Extrait source —
========================

Accueil Culture Louis Bonaparte: le jeune frère mal-aimé de Napoléon

Louis Bonaparte: le jeune frère mal-aimé de Napoléon

François de Coustin publie « Louis Bonaparte, roi rebelle et mélancolique » aux éditions Perrin


Louis Bonaparte: le jeune frère mal-aimé de Napoléon
Louis Bonaparte © Perrin

Frère méconnu de Napoléon Ier, père du futur Napoléon III, Louis Bonaparte est longtemps resté une figure pâle de l’épopée impériale. François de Coustin redonne chair à ce « roi rebelle et mélancolique », tiraillé entre sa loyauté familiale, ses aspirations contrariées et une santé déclinante.


Le père de Napoléon III est un oublié de l’histoire. À Luigi, ce petit frère d’abord tant chéri puis si mal-aimé de l’ Empereur, né en 1778 de Carlo Maria et de Letizia Buonaparte,  François de Coustin consacre une biographie magistrale. Louis Bonaparte voit le jour derrière Giuseppe (Joseph, 1868), l’aîné des enfants, puis Napoleone (1769, mort en bas âge), Luciano (Lucien, 1775), et Maria-Anna (Elisa, 1777). Après lui naîtront Paolina (Pauline, 1780), Maria-Anunziata (Caroline, 1782) et enfin Girolamo (Jérôme,1784), le petit dernier.

Un homme mal dans sa peau

Celui qui, de son union mal assortie avec la reine Hortense, donnera le jour au souverain du Second Empire, a traversé l’épopée du Premier Empire et les années consécutives à sa chute en personnage d’arrière-plan, balloté par des événements sur lesquels il n’est jamais parvenu à imposer sa marque. Au-delà du récit passionnant de cette existence en somme assez pathétique, le livre restitue – et c’est ce par quoi il dépasse de très haut la simple visée anecdotique – le contexte géopolitique dans lequel l’incroyable saga familiale, sous la férule de Napoléon, se cristallise.

========================

Consigne — Poursuivez l'article sur Louis Bonaparte, frère de Napoléon, à partir de sa dernière phrase. Les entrées de données ne jouent aucun rôle ici.

(Entrées de données)
========================

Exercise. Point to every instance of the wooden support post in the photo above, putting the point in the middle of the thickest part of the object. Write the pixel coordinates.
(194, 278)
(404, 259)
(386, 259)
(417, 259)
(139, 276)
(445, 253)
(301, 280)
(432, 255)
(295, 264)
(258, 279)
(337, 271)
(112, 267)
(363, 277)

========================

Résultat —
François de Coustin le souligne, les enfants Buonaparte sont nés de parents très jeunes : en 1764, date de leur mariage, Charles a dix-huit ans, Letizia quatorze ! L’ascendant porté par le génie de Napoléon sur ses frères et sœurs se manifeste très tôt. Car Charles meurt en 1785. Et Marbeuf, l’ancien amant de Letizia, qui est aussi le parrain de Louis, décède à son tour en 1786. Parti faire ses études sur le continent, Napoléon, dès 1791, « dans un pays en pleins troubles révolutionnaires » prend en charge l’éducation de son cadet alors âgé de douze ans-et-demi, l’emmenant avec lui, supervisant ses fréquentations, intriguant pour pousser ses études, et bientôt sa carrière d’officier. Propulsé à la tête de l’armée d’Italie, le général Bonaparte en fait son aide de camp. Mais « les infirmités physiques de Louis commencent à se manifester » de bonne heure. « Personne ne pense aux conséquences d’une chute de cheval oubliée de tous ». C’est pourtant là, semble-t-il, l’origine de sa santé défaillante ; elle ne cessera de se délabrer au fil des années. Louis usera et abusera des cures pour tenter, en vain, d’éradiquer la paralysie qui envahit son corps. En proie à des affections rhumatismales et autres douleurs articulaires toujours plus incommodantes, Louis se verra privé progressivement de l’usage de sa main jusqu’à ne plus pouvoir écrire, puis seront atteints ses membres inférieurs. « Ce malade qui se voyait en danger de mort en permanence » sera pourtant, avec son cadet Jérôme, le dernier survivant des Bonaparte de sa génération (Elisa meurt en 1820, Pauline en 1825, Madame mère en 1836, Caroline en 1839, Lucien en 1840, Joseph en 1844). Dès 1839, Louis, grabataire, « se servait difficilement de ses bras et ne marchait […] que soutenu sous chaque bras par un domestique ». On lui suppute aujourd’hui une sclérose en plaques. Sous le nom de comte de Saint-Leu, âgé de 67 ans, Louis Bonaparte rend son dernier soupir le 25 mai 1846. En 1837, la reine Hortense l’avait précédé dans l’au-delà.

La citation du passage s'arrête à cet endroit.